*DOCUMENT*
-----
Temporally Efficient Vision Transformer for Video Instance Segmentation, CVPR 2022, Oral

Overview

Temporally Efficient Vision Transformer for Video Instance Segmentation

Temporally Efficient Vision Transformer for Video Instance Segmentation (CVPR 2022, Oral)

by Shusheng Yang1,3, Xinggang Wang1 📧 , Yu Li4, Yuxin Fang1, Jiemin Fang1,2, Wenyu Liu1, Xun Zhao3, Ying Shan3.

1 School of EIC, HUST, 2 AIA, HUST, 3 ARC Lab, Tencent PCG, 4 IDEA.

( 📧 ) corresponding author.


  • This repo provides code, models and training/inference recipes for TeViT(Temporally Efficient Vision Transformer for Video Instance Segmentation).
  • TeViT is a transformer-based end-to-end video instance segmentation framework. We build our framework upon the query-based instance segmentation methods, i.e., QueryInst.
  • We propose a messenger shift mechanism in the transformer backbone, as well as a spatiotemporal query interaction head in the instance heads. These two designs fully utlizes both frame-level and instance-level temporal context information and obtains strong temporal modeling capacity with negligible extra computational cost.

Overall Arch

Models and Main Results

  • We provide both checkpoints and codalab server submissions on YouTube-VIS-2019 dataset.
-----
*RECORDS SHOWN*
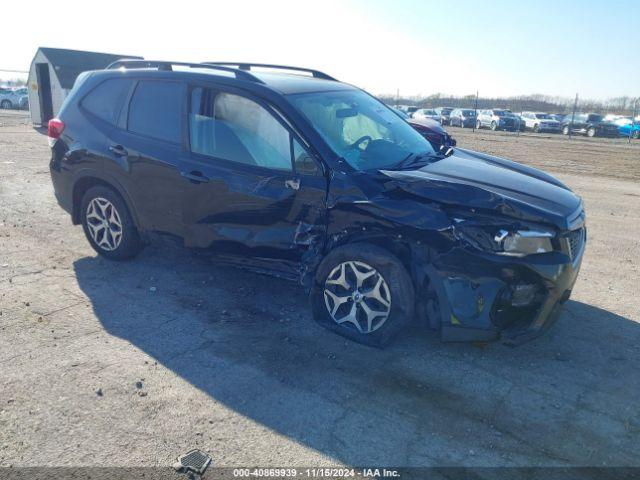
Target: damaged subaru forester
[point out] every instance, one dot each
(288, 171)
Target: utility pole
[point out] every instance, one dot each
(475, 109)
(633, 118)
(573, 114)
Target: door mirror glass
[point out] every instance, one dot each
(303, 160)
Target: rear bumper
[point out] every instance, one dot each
(484, 297)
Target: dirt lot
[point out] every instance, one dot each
(135, 363)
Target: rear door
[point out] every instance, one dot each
(252, 189)
(147, 149)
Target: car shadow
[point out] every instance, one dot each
(248, 341)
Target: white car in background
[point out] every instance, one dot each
(424, 113)
(13, 98)
(540, 122)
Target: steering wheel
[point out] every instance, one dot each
(360, 141)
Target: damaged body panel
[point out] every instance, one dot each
(317, 181)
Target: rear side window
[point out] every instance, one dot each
(155, 110)
(105, 101)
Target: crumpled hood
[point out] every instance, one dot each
(475, 180)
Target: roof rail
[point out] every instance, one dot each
(168, 67)
(247, 66)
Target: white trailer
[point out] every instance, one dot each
(52, 74)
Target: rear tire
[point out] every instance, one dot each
(108, 225)
(364, 293)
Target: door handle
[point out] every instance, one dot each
(293, 184)
(118, 150)
(195, 177)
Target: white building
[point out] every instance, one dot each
(52, 74)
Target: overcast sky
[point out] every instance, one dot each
(421, 47)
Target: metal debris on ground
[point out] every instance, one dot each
(194, 462)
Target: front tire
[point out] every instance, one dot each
(363, 293)
(108, 225)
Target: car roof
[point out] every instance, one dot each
(282, 83)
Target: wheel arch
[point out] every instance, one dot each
(91, 179)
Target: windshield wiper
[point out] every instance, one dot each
(414, 159)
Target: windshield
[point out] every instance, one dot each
(360, 129)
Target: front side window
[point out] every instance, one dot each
(105, 101)
(234, 128)
(155, 110)
(360, 129)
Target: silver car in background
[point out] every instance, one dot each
(540, 122)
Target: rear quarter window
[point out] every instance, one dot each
(105, 101)
(156, 109)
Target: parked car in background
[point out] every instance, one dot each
(424, 113)
(9, 98)
(540, 122)
(612, 117)
(631, 128)
(462, 117)
(408, 109)
(589, 124)
(623, 121)
(444, 114)
(433, 131)
(497, 119)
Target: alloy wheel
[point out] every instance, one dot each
(357, 296)
(104, 224)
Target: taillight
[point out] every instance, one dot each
(56, 127)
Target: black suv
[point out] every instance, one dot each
(293, 172)
(589, 124)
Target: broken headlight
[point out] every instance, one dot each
(515, 241)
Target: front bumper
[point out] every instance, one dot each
(485, 297)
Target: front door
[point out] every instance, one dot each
(44, 92)
(251, 188)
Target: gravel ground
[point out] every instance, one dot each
(135, 363)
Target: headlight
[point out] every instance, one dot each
(505, 240)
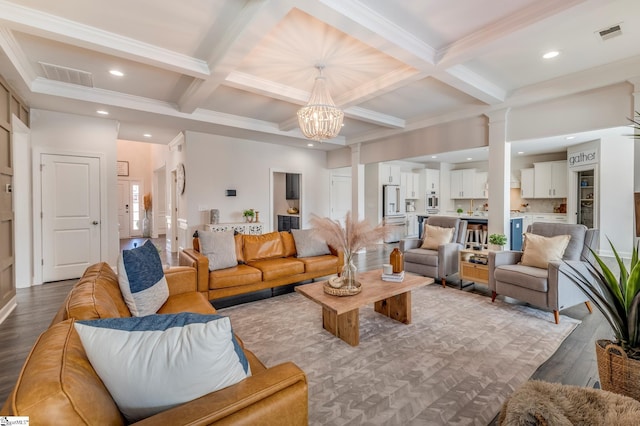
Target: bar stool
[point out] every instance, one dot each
(473, 234)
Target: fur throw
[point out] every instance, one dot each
(554, 404)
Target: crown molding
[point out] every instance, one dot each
(64, 30)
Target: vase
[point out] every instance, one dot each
(618, 373)
(397, 260)
(146, 226)
(349, 273)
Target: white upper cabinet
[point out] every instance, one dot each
(550, 179)
(432, 180)
(410, 184)
(389, 175)
(526, 183)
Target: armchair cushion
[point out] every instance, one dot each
(220, 249)
(435, 236)
(170, 359)
(540, 250)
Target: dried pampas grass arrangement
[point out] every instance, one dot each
(354, 236)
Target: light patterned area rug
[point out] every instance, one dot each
(457, 362)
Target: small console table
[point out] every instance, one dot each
(242, 228)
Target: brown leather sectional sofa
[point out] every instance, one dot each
(264, 261)
(58, 385)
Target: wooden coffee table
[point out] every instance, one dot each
(340, 315)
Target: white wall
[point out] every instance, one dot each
(216, 163)
(54, 132)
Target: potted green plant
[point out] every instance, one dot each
(248, 215)
(498, 241)
(619, 301)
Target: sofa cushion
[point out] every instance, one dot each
(522, 276)
(538, 251)
(435, 236)
(220, 249)
(320, 263)
(141, 279)
(262, 246)
(278, 268)
(170, 359)
(288, 243)
(187, 302)
(308, 244)
(96, 295)
(232, 277)
(422, 256)
(58, 384)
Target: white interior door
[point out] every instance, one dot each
(123, 209)
(70, 215)
(340, 197)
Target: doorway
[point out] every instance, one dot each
(71, 215)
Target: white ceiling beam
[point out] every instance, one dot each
(242, 35)
(469, 82)
(66, 31)
(481, 41)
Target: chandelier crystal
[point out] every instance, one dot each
(320, 119)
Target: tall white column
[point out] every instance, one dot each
(357, 183)
(499, 174)
(636, 149)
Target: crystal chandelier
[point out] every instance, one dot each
(320, 119)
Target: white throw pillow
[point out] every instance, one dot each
(150, 364)
(308, 244)
(435, 236)
(141, 279)
(220, 248)
(539, 250)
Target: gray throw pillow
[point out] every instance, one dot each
(307, 244)
(220, 249)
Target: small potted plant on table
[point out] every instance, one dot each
(497, 241)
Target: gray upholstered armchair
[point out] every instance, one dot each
(437, 263)
(547, 288)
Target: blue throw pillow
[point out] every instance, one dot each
(141, 279)
(150, 364)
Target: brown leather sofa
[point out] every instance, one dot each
(264, 261)
(57, 384)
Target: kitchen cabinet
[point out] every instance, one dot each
(389, 175)
(432, 179)
(292, 186)
(550, 179)
(410, 184)
(287, 223)
(412, 225)
(480, 188)
(462, 183)
(527, 183)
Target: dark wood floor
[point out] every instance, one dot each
(573, 363)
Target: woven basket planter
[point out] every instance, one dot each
(618, 373)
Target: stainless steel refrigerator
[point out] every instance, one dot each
(393, 213)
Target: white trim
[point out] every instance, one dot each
(6, 310)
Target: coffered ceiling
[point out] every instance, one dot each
(242, 68)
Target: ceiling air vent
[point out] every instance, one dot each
(610, 32)
(67, 75)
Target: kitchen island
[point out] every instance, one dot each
(515, 241)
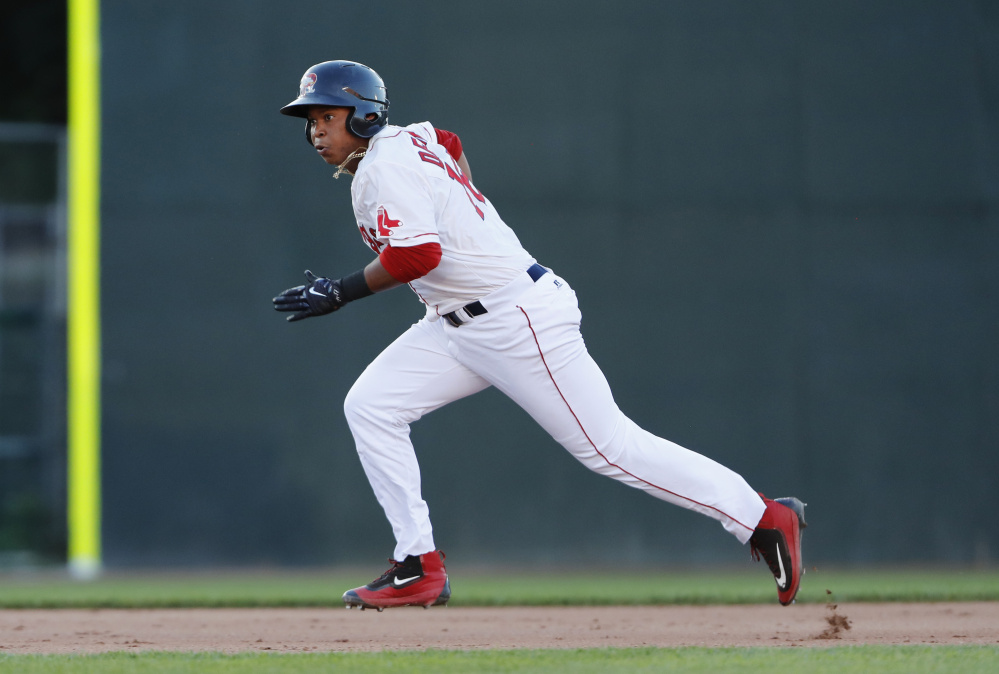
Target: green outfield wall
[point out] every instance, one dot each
(781, 218)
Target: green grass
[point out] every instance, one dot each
(882, 659)
(478, 588)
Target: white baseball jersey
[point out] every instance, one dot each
(409, 191)
(525, 341)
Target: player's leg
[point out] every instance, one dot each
(413, 376)
(534, 353)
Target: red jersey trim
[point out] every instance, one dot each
(451, 143)
(410, 262)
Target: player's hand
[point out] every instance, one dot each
(320, 296)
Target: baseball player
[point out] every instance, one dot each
(494, 317)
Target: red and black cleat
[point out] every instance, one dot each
(778, 539)
(415, 581)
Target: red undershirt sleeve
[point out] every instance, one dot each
(451, 143)
(410, 262)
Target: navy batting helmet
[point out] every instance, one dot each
(343, 84)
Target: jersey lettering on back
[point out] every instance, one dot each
(454, 173)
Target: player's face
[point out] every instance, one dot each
(330, 136)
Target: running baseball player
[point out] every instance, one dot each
(494, 317)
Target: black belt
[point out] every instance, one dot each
(535, 271)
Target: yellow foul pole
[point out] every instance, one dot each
(84, 331)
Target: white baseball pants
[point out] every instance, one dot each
(527, 345)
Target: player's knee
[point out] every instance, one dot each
(360, 407)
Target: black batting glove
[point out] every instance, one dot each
(320, 296)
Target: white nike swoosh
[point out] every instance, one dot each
(782, 579)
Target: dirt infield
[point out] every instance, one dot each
(298, 630)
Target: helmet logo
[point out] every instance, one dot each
(308, 84)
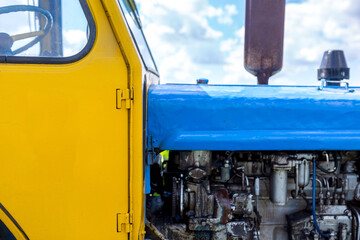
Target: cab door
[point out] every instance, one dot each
(64, 123)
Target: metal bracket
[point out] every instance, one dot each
(124, 222)
(126, 96)
(346, 85)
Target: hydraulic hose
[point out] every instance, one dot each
(314, 204)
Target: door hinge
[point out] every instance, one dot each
(126, 96)
(124, 222)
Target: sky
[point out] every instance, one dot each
(193, 39)
(74, 31)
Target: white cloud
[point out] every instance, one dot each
(187, 46)
(227, 16)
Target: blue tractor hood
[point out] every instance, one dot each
(219, 117)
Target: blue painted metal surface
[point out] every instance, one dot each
(213, 117)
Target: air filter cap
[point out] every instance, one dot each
(333, 66)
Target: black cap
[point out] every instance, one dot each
(333, 66)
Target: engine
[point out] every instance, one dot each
(255, 195)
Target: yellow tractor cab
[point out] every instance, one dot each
(93, 148)
(73, 75)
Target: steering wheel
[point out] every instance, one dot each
(6, 41)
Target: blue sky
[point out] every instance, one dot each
(204, 38)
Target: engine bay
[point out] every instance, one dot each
(212, 195)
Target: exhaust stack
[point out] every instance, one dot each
(264, 38)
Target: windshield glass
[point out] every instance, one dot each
(42, 28)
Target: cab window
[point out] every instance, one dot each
(134, 23)
(49, 29)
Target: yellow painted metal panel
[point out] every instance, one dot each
(67, 153)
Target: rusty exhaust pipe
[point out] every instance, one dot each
(264, 38)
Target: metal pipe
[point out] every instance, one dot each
(314, 203)
(264, 38)
(278, 187)
(181, 195)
-----
*TASK REQUIREMENTS*
a) Answer these questions about the TeViT page, one answer per line, marked (i), (ii), (iii) like the questions:
(i) Which query-based instance segmentation method is the framework built upon?
(ii) What mechanism is proposed in the transformer backbone?
(iii) On which dataset are checkpoints and codalab server submissions provided?
b) List every line of the records that contains the word "cabinet", matching case exactly.

*WORKED ANSWERS*
a)
(i) QueryInst
(ii) A messenger shift mechanism
(iii) YouTube-VIS-2019

b)
Target: white upper cabinet
Target: kitchen cabinet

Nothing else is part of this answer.